● SHORT PROBLEM
Please write what comes next in the feature on Timothy Snyder's book On Tyranny below, starting right after its last sentence.

● TEXT SEGMENT
******************************

Books Magazine

On Tyranny- Twenty Lessons from the Twentieth Century by Timothy Snyder- Feature and Review

By Gpangel @gpangel1
On Tyranny- Twenty Lessons from the Twentieth Century by Timothy Snyder- Feature and Review
ABOUT THE BOOK:
An historian of fascism offers a guide for surviving and resisting America’s turn towards authoritarianism.
On November 9th, millions of Americans woke up to the impossible: the election of Donald Trump as president. Against all predictions, one of the most-disliked presidential candidates in history had swept the electoral college, elevating a man with open contempt for democratic norms and institutions to the height of power.

******************************

● MATERIAL PROVIDED
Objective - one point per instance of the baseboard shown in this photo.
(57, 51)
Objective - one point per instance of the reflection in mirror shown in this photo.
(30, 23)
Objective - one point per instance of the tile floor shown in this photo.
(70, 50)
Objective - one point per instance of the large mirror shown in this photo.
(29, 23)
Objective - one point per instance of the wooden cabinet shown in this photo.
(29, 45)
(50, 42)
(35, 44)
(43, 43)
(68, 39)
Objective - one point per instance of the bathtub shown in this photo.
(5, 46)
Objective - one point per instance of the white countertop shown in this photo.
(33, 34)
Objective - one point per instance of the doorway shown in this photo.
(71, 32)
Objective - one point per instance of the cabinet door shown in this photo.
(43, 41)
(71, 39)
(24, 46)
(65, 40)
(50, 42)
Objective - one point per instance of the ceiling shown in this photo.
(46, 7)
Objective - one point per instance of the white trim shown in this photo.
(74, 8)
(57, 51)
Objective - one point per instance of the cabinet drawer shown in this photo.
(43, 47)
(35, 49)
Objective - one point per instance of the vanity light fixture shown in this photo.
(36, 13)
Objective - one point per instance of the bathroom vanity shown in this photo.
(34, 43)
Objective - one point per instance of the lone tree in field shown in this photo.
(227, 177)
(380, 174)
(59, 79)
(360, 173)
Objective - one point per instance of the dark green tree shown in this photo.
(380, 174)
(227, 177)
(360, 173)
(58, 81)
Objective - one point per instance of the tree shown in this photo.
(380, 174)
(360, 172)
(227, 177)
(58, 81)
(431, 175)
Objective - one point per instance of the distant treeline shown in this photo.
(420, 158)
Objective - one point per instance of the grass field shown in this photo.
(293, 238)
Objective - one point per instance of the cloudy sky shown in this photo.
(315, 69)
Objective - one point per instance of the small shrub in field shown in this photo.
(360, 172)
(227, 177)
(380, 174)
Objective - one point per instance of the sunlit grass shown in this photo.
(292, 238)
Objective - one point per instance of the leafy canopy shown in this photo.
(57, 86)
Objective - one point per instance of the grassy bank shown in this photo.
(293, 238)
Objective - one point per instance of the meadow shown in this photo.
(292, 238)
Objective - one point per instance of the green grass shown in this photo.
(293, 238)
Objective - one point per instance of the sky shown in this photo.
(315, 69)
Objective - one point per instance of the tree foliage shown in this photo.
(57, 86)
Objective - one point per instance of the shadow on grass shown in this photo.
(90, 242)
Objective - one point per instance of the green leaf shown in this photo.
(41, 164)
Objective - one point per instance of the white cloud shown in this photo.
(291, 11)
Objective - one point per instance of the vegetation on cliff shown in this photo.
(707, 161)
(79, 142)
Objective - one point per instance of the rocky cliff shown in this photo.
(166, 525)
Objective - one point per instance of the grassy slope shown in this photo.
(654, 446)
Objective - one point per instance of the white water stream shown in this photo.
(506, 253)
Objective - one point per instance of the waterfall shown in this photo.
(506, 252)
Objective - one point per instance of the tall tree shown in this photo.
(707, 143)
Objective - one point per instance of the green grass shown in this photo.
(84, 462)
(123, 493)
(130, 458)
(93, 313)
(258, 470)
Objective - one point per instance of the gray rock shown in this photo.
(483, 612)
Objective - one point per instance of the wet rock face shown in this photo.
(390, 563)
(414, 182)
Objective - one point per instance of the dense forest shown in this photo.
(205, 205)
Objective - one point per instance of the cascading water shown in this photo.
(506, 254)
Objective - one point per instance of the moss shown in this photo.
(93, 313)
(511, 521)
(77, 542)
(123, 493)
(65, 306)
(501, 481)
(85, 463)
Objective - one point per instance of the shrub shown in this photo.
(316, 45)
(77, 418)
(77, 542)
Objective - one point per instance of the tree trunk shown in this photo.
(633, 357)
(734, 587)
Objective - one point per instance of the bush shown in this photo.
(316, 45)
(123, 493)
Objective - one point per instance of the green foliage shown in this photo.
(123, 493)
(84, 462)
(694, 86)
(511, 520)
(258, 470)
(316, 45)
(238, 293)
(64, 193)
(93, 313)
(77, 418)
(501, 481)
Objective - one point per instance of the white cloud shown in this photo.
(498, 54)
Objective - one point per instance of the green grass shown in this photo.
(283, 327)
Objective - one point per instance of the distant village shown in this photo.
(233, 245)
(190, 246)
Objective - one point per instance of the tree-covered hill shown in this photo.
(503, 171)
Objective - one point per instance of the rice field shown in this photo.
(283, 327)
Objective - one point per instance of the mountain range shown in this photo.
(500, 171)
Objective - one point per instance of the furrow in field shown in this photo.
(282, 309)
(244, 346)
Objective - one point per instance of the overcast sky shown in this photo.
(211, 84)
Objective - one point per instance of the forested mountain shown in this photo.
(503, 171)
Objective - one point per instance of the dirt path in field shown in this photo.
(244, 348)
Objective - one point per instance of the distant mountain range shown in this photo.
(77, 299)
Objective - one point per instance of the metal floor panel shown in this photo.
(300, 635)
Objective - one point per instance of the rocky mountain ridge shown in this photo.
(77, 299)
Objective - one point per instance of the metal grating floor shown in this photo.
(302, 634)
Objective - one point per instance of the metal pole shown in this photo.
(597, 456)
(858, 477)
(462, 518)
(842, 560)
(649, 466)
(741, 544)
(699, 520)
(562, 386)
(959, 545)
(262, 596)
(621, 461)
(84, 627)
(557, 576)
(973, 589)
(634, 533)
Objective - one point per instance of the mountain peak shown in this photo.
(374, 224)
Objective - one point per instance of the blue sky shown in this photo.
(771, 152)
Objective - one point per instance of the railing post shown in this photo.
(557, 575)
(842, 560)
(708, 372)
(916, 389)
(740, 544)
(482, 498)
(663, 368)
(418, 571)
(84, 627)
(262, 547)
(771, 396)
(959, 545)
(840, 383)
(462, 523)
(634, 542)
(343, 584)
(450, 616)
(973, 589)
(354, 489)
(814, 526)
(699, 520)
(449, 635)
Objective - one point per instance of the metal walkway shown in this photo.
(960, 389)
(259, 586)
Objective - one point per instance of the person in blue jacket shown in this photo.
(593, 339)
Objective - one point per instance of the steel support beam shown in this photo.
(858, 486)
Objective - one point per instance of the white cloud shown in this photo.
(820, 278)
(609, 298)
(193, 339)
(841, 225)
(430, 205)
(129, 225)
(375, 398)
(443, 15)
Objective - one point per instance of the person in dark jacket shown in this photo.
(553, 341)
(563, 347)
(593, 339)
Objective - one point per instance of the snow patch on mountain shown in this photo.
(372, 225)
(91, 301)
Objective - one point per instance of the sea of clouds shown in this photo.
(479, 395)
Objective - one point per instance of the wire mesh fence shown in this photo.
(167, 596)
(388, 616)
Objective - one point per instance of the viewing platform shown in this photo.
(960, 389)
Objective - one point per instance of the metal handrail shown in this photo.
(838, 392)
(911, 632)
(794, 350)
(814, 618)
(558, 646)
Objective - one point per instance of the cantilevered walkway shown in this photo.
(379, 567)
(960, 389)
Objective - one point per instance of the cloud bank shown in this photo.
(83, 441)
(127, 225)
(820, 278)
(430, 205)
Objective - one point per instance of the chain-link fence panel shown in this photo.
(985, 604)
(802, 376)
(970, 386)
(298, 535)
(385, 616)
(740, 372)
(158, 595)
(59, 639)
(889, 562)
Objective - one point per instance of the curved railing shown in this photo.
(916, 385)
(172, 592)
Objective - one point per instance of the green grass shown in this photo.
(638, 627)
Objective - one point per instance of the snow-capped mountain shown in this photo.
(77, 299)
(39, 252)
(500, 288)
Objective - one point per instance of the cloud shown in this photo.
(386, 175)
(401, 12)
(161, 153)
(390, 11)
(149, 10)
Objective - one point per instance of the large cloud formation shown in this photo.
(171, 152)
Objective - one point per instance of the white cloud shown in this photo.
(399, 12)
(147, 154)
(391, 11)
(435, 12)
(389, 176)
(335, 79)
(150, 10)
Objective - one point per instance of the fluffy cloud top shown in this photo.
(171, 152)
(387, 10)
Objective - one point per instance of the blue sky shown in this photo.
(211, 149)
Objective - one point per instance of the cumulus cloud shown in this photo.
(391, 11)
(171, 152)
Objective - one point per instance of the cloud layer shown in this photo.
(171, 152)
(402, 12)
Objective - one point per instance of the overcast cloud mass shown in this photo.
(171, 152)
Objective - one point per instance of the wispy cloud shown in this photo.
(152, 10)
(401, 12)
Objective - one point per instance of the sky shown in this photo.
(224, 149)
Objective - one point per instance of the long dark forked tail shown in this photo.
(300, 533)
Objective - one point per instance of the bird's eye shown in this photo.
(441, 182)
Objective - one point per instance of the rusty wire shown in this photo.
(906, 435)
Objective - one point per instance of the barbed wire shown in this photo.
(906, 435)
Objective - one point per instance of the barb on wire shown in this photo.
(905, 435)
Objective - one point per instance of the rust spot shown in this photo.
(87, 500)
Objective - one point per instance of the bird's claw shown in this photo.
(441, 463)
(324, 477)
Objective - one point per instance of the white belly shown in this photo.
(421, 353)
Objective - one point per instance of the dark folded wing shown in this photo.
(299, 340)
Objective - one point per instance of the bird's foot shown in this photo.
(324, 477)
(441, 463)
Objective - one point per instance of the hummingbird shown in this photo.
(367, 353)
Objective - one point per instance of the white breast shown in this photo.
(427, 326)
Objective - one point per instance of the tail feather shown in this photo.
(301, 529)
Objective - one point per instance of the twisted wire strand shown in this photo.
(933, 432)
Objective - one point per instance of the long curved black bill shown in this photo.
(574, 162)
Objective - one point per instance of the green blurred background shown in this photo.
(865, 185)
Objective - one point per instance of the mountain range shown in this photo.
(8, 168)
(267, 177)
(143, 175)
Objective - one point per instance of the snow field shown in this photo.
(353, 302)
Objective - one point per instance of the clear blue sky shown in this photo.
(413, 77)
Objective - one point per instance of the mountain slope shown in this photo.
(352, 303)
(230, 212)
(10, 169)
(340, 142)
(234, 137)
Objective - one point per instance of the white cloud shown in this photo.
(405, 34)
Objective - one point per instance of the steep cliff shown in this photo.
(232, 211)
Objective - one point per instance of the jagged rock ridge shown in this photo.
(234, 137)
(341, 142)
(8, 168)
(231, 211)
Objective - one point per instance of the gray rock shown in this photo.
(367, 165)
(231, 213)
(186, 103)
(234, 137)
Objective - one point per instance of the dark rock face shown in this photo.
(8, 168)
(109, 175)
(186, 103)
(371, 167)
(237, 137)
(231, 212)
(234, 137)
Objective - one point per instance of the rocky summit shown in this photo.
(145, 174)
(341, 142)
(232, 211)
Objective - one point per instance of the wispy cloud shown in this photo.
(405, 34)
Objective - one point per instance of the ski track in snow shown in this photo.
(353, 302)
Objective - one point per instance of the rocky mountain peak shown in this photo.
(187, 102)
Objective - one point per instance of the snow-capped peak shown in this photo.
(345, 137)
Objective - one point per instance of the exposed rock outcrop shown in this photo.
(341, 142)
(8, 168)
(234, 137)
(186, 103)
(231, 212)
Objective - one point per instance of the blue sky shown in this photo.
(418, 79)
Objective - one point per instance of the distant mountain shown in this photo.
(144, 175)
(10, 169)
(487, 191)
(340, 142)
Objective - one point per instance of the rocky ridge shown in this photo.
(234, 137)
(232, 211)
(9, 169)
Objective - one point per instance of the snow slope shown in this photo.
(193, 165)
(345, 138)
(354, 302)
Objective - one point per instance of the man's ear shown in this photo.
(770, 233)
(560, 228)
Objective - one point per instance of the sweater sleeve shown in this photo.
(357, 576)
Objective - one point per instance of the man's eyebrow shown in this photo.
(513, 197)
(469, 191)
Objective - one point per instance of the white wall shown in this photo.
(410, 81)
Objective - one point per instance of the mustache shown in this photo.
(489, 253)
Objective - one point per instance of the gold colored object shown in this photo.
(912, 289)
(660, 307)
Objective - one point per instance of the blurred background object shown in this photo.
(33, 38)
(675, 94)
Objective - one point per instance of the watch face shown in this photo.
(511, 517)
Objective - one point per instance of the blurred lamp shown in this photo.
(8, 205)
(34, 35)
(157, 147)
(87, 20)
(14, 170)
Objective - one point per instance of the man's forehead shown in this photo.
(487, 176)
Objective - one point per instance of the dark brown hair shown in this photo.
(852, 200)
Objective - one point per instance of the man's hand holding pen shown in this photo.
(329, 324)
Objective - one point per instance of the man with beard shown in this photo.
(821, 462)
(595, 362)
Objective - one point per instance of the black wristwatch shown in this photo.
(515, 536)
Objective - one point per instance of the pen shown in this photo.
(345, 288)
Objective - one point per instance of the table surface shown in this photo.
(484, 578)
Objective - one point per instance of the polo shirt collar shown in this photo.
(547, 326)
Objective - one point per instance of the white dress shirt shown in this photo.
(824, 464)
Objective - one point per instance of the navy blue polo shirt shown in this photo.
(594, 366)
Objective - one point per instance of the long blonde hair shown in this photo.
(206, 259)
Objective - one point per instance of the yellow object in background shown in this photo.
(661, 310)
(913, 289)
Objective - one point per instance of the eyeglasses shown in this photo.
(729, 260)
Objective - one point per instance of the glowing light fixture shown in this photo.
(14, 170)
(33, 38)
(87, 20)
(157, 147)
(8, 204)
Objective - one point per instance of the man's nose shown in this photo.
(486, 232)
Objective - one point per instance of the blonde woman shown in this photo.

******************************

● ANSWER TO THIS EXERCISE
Timothy Snyder is one of the most celebrated historians of the Holocaust. In his books Bloodlands and Black Earth, he has carefully dissected the events and values that enabled the rise of Hitler and Stalin and the execution of their catastrophic policies. With Twenty Lessons, Snyder draws from the darkest hours of the twentieth century to provide hope for the twenty-first. As he writes, “Americans are no wiser than the Europeans who saw democracy yield to fascism, Nazism and communism. Our one advantage is that we might learn from their experience.”
Twenty Lessons is a call to arms and a guide to resistance, with invaluable ideas for how we can preserve our freedoms in the uncertain years to come.


LISTEN TO AN EXCERPT:




MY REVIEW:


On Tyranny: Twenty Lessons from the Twentieth CenturyOn Tyranny: Twenty Lessons from the Twentieth Century by Timothy Snyder
My rating: 4 of 5 stars
On Tyranny: Twenty Lessons from the twentieth Century by Timothy Snyder is a 2017 Tim Duggan Books publication.
As a Professor of History at Yale University, Professor Snyder uses his expertise to lay out the importance of learning from the mistakes made throughout history, and to warn against a cavalier attitude towards the strength of our own democracy.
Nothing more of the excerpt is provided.